Tâches à réaliser:
1. D'après le texte sur la campagne électorale, quelles fonctions Normand Spector a-t-il occupées auprès de Brian Mulroney ?
2. Donnez la suite du texte sur la campagne électorale, en reprenant après sa dernière phrase.

Extrait du texte:
※
Et voilà que nul autre que l’ancien chef du Parti progressiste-conservateur et premier ministre du Québec, Jean Charest, ajoute sa voix pour dénoncer les coupures de 45 million $ dans les programmes culturels, le non règlement permanent du déséquilibre fiscal, les critiques de M. Harper à propos des réductions d’impôts de 700 million $ du gouvernement Charest pendant la campagne électorale de 2007 et le plan de créer une commission des valeurs mobilières unique au Canada, entre autres.

Pour ces raisons et bien d’autres, un nombre grandissant d’électeurs ne veulent pas que le Québec et l’Ontario confie une majorité absolue au Parti conservateur dont la base militante demeure principalement composée d’anciens réformistes – un amalgame de néoconservateurs et de fondamentalistes religieux – et non de conservateurs québécois.

De dire l’ancien bras droit et chef de cabinet du premier ministre Brian Mulroney, M. Normand Spector, dans les pages du Devoir récemment, «M. Harper sait que l’élection d’un gouvernement majoritaire conservateur soulèverait des attentes dangereuses chez les purs et durs de la droite canadienne. Le premier ministre se devrait de mettre en application des politiques qui dépassent largement les limites consensuelles de l’opinion publique canadienne, notamment pour des questions comme l’avortement… Il serait de toute manière préférable que M. Harper demeure minoritaire au terme de la campagne actuelle. La paix sociale serait mieux préservée au pays».
Non convaincu? Vous n’avez qu’à lire l’ancien magazine Alberta Report et ses successeurs, les écrits du stratège du premier ministre Harper, M. Tom Flanagan, les rapports de l’Institut Fraser et du Manning Centre for Building Democracy ou simplement le quotidien National Post, pour vous faire une idée de ce qui s’en vient.

Afin d’aider à convaincre suffisamment de nos concitoyens et concitoyennes à ne pas confier de majorité à ces conservateurs et à voter pour un autre parti, les forces vives et non partisanes des diverses régions du Québec devraient se mobiliser davantage. Que peuvent-ils faire? Prendre parole. Tenir de grands rassemblements dans les régions ou comtés serrés. Rencontrer les médias. Il y a sûrement d’autres idées. Un grand coup de cœur entre frères et sœurs de toutes les régions du Québec.
※
Extraits des lignes:

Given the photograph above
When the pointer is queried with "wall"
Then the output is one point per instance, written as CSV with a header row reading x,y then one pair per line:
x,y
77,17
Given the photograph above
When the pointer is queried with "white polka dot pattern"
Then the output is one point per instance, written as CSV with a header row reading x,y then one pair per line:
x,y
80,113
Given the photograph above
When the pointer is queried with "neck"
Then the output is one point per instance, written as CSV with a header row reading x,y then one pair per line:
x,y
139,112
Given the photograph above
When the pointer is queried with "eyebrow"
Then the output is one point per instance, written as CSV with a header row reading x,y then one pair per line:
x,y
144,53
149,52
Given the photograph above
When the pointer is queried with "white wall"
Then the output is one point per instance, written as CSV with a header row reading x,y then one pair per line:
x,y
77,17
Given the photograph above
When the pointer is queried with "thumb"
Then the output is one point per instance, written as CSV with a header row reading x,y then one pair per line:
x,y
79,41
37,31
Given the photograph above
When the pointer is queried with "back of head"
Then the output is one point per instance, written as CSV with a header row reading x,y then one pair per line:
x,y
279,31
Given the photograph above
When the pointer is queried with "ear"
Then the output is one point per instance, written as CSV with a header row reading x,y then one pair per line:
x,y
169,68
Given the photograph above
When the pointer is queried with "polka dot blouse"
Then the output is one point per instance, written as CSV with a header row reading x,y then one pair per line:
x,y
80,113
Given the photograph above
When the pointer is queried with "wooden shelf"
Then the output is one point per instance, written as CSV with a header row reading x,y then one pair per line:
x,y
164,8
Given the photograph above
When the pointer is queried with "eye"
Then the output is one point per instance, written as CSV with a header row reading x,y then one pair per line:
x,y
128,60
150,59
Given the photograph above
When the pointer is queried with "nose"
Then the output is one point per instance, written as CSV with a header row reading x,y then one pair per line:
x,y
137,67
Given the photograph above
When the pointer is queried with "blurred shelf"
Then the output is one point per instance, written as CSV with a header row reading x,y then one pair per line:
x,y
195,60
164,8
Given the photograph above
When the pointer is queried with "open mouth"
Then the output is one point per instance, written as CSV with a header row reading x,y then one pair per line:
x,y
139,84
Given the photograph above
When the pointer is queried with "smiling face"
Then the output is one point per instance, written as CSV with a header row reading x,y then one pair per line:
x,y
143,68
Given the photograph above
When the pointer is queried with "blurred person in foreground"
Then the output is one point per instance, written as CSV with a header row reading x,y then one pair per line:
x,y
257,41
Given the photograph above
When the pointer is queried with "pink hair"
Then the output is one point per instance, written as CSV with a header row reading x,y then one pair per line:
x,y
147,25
※
Réponses par tâche:
1. Il a été le bras droit et le chef de cabinet du premier ministre Brian Mulroney.

2.
Si le vote demeure serré selon les derniers sondages avant la date des élections, il faudra malheureusement (puisque nous n’avons pas de système de représentation proportionnelle encore en place) que les électeurs québécois votent stratégiquement le 14 octobre pour l’un ou l’autre des partis d’opposition qui a le plus de chance de l’emporter contre le candidat ou la candidate conservatrice, mais seulement dans les comtés où les Tories ont de bonnes chances de gagner le jour du scrutin.

Déjà là, si ce mouvement empêche une telle majorité ultraconservatrice de prendre le pouvoir, le pire des pires sera évité, soit une dérive excessive semblable à celle des républicains chez nos voisins du sud, avec toutes ses conséquences. Plus positivement, il n’est pas du tout exclus qu’un gouvernement minoritaire autre que conservateur soit formé à Ottawa, ayant un programme qui est plus près des aspirations de la majorité des gens, négocié et soutenu par un ou deux partis d’opposition selon les besoins.

Est-ce que les électeurs voteront ABC? La campagne n’est pas terminée et il peut toujours y avoir des soubresauts importants, mais parions sur le bon sens et le grand cœur de nos concitoyens et concitoyennes.